[Image-grounded pointing data]
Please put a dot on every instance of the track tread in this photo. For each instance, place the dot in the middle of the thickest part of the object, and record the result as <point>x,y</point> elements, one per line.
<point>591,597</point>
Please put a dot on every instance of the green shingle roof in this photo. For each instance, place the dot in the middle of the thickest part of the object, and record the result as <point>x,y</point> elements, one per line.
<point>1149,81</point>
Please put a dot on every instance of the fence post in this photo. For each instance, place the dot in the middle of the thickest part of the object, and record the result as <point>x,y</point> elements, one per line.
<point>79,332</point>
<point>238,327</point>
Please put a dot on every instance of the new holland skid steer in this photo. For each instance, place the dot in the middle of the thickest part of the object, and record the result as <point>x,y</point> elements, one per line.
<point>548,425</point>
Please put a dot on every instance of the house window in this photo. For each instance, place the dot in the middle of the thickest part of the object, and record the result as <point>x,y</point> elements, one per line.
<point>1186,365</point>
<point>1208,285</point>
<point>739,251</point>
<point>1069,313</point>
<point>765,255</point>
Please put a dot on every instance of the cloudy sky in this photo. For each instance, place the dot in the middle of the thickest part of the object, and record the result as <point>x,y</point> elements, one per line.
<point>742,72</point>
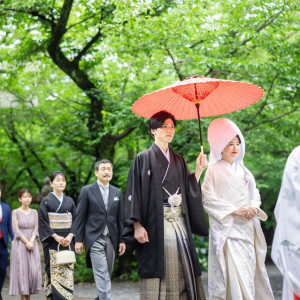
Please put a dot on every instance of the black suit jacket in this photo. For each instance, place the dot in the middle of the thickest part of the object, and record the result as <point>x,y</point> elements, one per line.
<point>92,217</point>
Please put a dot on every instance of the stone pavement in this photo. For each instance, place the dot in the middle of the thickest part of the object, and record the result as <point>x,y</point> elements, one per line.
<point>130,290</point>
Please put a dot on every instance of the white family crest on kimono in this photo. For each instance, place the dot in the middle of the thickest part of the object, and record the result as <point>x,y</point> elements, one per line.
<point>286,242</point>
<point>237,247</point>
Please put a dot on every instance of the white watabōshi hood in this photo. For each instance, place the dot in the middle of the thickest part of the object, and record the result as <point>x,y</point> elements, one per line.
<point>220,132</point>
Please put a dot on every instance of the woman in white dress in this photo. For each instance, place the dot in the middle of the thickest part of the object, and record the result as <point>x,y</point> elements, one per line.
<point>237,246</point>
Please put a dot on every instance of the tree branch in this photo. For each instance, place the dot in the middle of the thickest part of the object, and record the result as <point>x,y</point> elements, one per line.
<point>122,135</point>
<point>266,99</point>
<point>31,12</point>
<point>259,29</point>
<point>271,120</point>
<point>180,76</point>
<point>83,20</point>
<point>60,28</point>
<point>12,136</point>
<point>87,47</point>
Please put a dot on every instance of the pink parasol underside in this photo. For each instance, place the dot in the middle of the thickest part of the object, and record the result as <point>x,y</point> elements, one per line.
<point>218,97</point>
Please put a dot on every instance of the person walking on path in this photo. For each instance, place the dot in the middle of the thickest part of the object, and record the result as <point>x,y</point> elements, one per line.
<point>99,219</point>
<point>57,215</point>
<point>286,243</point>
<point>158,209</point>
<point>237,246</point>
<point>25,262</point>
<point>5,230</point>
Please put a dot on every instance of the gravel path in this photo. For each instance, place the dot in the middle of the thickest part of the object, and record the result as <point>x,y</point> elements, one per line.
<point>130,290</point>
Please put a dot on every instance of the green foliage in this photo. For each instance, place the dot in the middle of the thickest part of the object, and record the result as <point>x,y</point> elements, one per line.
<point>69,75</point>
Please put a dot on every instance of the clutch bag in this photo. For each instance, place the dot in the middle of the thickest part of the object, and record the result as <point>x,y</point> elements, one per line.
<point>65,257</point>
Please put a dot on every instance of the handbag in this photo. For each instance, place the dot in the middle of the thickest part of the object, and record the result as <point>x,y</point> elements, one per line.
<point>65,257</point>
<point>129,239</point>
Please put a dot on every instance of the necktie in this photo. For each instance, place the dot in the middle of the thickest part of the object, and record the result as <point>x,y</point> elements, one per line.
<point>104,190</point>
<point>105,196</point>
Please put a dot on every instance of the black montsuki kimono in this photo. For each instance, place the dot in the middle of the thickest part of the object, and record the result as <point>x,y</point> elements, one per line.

*Brief*: All the lines above should be reproduced exactly, and none of the pictures.

*Response to the task*:
Please put a dot on every instance of the track tread in this photo. For each instance, place the dot in the middle of the thickest part of the object, and record the result as <point>x,y</point> elements, one per line.
<point>591,597</point>
Please put a dot on every instance of the green shingle roof in this photo. For each instance, place the dot in the middle of the thickest part of the object, and record the result as <point>x,y</point> elements, one per line.
<point>1149,81</point>
Please put a dot on every instance of the fence post in this photo. For each instance, place the dot in the middle of the thickest part of the object, and record the result as <point>x,y</point> elements, one per line.
<point>79,332</point>
<point>238,327</point>
Please put a dot on every instance of the new holland skid steer in this photo. For each instance, place the dot in the middle of the thickest part of the object, and record the result as <point>x,y</point> elements, one per line.
<point>548,425</point>
Please put a dot on every instance of the house window in this photo. For each instance, place the dot in the middle of the thickest part of the object, and record the result as <point>x,y</point> elements, one per line.
<point>1186,365</point>
<point>1208,285</point>
<point>739,251</point>
<point>1069,313</point>
<point>765,255</point>
Please put a dot on every instance of the cloudy sky in this photo. For each instance, place the dot in the middle of the thickest part of the object, and record the result as <point>x,y</point> elements, one per line.
<point>742,72</point>
Please put a dot on every instance of the black suit jacket in this photo. For each instance, place the dot in the middle of the thickest part of the object, and record the result as <point>x,y</point> elements, one per line.
<point>92,217</point>
Please put a dot on every instance of the stone pavement in this photo. For each instance, place the dot in the middle of the thickest part of the object, and record the result as <point>x,y</point> elements, one per line.
<point>130,290</point>
Please put a dot on every instance of the white family crest on kimono in this photo. For each instance, place the dot in the middle of the thickest part of the object, and record the result as <point>x,y</point> elements, one per line.
<point>286,242</point>
<point>237,247</point>
Please put a dot on every instance of the white watabōshi hood in this photo. For each instance, place the dot in the middle of the thickest part of the object, and record the result as <point>x,y</point> elements, one per line.
<point>220,132</point>
Please put a dot on every instance of the woman in white dress in this photo. For each instance, place the dot in the middle of the thickest part of the object, and record the result as <point>x,y</point> elements, one per line.
<point>237,246</point>
Please put a dot on every instance of the tree branch in this photo. For each instance, place the dot in the middle of the thickest part of the object, and record the result as <point>x,y</point> elements, one per line.
<point>122,135</point>
<point>266,99</point>
<point>31,12</point>
<point>259,29</point>
<point>271,120</point>
<point>180,76</point>
<point>83,20</point>
<point>60,28</point>
<point>12,136</point>
<point>87,47</point>
Please put a dot on every instance of the pink parasol underside in this photo. For each instance, place the dot in the middle of the thickest part of the object, and record the result as <point>x,y</point> elements, one per line.
<point>218,97</point>
Please put a dot on every instance of the person walking on path in this photo. For each instance, place the dot in the middle of the thickest part of the object, and record the result as <point>x,y</point> elements, one per line.
<point>99,219</point>
<point>57,215</point>
<point>286,243</point>
<point>158,209</point>
<point>237,246</point>
<point>25,262</point>
<point>5,230</point>
Please put a dot on every instance of the gravel path in this photo. For each instance, place the dot in the middle of the thickest part of the object, and record the result as <point>x,y</point> elements, one per line.
<point>130,290</point>
Please put a dot on every instance of the green foliage in this photo. For each instance, place the dot in the middle of the thickest part of the object, and record the result as <point>x,y</point> elements, one per line.
<point>69,75</point>
Please put a dot on every instance of the clutch bag in this photo. For each instance, place the dot in the middle of the thickest part of the object, and record the result as <point>x,y</point> elements, one per line.
<point>65,257</point>
Please put a dot on every instance of the handbag in this photo. For each instance, place the dot in the middle of the thickest part of the object, and record the result as <point>x,y</point> elements, one per line.
<point>65,257</point>
<point>129,239</point>
Please put a dot on every instance of the necktie in this photo. For each instance, place the dot in the middle of the thickest part of the object, and record the result as <point>x,y</point> elements, one per line.
<point>104,190</point>
<point>105,196</point>
Please put a dot on every instance of the black montsuki kimono in this photo. For each instance, place the dot in the middle of the thickest part of the object, and record the result as <point>x,y</point> elements, one per line.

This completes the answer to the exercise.